### Aim of the task
Please extract the stretch from "The announcement of" through "and years ahead." in the article on AI and public relations, copying it word for word.

The announcement of GPT-4 Turbo and custom GPTs opens a lot of new possibilities for PR. That’s according to Tom Fry, cofounder of Resonance PR and a technologist at heart — he studied engineering and computer science at the University of Cambridge.

Tom’s tech background gives him a unique vantage point on the ways AI is upending the communications and marketing industries and what we can expect in the months and years ahead.

For The Disruption Is Now, Tom talked to host Greg Matusky about the latest news in generative AI and its impact on public relations, as well as his thoughts on AI’s capabilities, the value of AI as a brainstorming assistant, and how the technology will transform everything from jobs to services in the PR industry.

Watch now: 

Key takeaways: 

The newest OpenAI product announcements are a big upgrade

OpenAI recently unveiled GPT-4 Turbo, which significantly expands the model’s context window and updates the base model knowledge to April 2023. The ability to customize GPTs also creates a lot of possibilities for PR.

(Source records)
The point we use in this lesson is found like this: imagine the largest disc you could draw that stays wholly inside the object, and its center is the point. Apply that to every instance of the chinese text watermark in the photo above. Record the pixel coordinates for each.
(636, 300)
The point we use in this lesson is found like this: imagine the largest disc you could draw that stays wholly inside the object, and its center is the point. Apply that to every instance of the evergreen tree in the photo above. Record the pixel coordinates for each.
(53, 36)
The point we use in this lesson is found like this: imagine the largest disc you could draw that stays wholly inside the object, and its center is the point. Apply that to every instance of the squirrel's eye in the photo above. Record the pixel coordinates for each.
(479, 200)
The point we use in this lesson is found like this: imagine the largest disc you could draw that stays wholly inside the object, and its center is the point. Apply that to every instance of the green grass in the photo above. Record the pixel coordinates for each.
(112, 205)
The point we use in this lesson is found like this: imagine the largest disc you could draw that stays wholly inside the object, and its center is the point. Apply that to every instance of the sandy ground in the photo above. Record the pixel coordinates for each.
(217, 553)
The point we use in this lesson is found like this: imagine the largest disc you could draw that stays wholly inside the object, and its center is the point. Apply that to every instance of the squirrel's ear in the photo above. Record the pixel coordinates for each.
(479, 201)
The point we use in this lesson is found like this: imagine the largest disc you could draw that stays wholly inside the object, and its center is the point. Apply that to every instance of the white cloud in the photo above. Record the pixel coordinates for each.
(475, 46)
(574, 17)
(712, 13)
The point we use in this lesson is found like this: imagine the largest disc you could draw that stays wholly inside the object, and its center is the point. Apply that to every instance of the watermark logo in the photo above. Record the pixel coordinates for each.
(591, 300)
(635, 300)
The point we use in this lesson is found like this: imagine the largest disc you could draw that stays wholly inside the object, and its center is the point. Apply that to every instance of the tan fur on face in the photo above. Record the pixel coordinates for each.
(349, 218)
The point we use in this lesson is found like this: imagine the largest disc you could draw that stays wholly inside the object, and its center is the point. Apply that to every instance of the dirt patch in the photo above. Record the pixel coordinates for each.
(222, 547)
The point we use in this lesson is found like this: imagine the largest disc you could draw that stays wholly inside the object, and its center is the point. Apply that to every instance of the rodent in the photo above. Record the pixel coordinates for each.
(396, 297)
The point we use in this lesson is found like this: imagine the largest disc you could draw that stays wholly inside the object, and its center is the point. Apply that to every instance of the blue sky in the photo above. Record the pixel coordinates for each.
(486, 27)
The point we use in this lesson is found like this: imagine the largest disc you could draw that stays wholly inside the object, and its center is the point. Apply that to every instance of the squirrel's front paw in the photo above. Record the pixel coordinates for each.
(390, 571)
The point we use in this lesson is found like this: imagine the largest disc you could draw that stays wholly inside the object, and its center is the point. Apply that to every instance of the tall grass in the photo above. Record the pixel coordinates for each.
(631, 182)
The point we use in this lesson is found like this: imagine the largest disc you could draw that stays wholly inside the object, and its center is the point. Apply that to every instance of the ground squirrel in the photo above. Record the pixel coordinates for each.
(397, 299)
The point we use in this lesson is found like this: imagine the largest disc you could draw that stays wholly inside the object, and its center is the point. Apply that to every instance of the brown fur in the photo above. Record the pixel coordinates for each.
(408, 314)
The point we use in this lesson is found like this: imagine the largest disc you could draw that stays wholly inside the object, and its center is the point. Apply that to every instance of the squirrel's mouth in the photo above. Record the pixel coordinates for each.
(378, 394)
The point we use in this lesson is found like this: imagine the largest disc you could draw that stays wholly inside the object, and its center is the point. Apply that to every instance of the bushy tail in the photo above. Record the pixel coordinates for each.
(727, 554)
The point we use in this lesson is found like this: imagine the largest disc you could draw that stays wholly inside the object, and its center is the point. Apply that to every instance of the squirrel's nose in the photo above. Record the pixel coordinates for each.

### Result of the task
The announcement of GPT-4 Turbo and custom GPTs opens a lot of new possibilities for PR. That’s according to Tom Fry, cofounder of Resonance PR and a technologist at heart — he studied engineering and computer science at the University of Cambridge.

Tom’s tech background gives him a unique vantage point on the ways AI is upending the communications and marketing industries and what we can expect in the months and years ahead.